(Data extracted from a collection)

Start of Block

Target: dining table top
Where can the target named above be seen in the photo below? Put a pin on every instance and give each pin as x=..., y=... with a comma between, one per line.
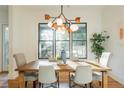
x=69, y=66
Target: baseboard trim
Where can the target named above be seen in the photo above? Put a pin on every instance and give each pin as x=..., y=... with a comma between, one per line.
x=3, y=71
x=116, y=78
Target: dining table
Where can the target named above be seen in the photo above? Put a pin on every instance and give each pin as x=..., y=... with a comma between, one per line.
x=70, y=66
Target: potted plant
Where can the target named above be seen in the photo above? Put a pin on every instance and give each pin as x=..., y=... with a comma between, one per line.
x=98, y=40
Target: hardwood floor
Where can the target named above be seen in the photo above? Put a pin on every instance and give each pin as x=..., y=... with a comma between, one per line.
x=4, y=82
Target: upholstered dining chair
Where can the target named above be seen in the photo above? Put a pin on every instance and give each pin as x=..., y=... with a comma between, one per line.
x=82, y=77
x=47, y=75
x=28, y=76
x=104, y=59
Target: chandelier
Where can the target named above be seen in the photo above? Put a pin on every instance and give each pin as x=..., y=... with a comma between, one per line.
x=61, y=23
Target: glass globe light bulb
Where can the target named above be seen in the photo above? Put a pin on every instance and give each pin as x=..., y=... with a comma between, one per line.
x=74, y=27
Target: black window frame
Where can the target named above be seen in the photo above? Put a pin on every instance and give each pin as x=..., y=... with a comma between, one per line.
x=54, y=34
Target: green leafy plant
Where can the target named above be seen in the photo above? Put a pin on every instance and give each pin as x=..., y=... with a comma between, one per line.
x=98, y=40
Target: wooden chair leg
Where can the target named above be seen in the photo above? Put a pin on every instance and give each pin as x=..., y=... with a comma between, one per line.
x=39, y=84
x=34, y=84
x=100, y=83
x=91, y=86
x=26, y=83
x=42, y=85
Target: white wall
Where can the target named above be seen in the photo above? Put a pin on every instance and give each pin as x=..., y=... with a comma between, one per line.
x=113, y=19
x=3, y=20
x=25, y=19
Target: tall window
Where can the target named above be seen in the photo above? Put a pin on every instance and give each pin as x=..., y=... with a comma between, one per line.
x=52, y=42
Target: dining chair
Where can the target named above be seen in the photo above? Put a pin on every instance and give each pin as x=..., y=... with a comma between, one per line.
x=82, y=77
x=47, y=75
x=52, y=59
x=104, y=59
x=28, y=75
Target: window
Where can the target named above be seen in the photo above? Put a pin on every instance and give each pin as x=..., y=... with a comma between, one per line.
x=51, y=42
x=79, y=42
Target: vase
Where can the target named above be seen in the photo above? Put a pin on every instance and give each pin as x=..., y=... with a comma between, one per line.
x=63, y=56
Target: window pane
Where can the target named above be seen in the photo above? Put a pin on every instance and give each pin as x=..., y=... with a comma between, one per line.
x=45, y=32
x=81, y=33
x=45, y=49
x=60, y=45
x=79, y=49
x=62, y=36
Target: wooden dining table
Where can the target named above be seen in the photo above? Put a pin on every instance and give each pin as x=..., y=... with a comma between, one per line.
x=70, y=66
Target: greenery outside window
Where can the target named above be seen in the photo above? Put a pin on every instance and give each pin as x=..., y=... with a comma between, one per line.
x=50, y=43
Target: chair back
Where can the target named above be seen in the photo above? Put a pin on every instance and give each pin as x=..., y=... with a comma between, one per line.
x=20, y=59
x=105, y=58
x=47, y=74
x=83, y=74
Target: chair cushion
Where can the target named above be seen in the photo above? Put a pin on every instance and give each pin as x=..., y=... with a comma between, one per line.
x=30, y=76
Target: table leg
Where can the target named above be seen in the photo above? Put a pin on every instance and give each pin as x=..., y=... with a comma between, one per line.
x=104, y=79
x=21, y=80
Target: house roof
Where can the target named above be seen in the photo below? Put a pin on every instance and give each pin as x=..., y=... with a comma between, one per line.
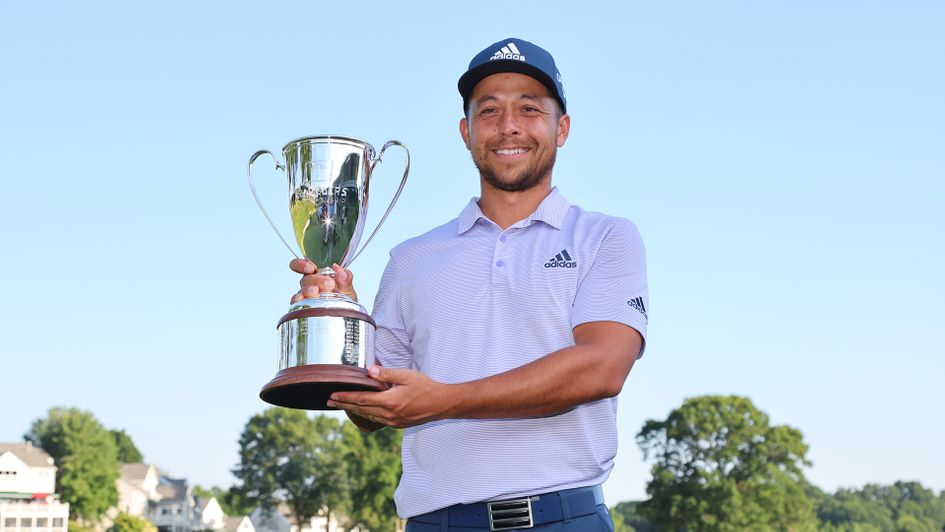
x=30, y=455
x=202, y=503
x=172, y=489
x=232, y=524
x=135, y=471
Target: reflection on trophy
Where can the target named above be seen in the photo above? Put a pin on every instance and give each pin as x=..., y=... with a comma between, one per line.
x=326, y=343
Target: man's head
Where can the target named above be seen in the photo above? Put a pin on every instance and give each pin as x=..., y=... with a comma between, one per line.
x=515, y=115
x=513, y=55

End of Block

REQUIRED ACTION: Go through the data above and print exactly the lines from its first line through the line holding "Target: potted plant", both included, leaving pictures aside.

ANSWER FOR THIS EXERCISE:
Target: dining table top
Where can the target named above be seen in the photo below? Put a pin on every instance and give each pin as x=..., y=... with a comma between, one per line.
x=69, y=66
Target: baseboard trim
Where can the target named above be seen in the photo above? Put a pin on every instance and give each pin as x=..., y=... with a comma between, one per line.
x=3, y=71
x=116, y=78
Target: dining table
Where can the target named above be seen in the photo above? Put a pin on every instance and give each pin as x=..., y=... with a comma between, one per line.
x=70, y=66
Target: potted plant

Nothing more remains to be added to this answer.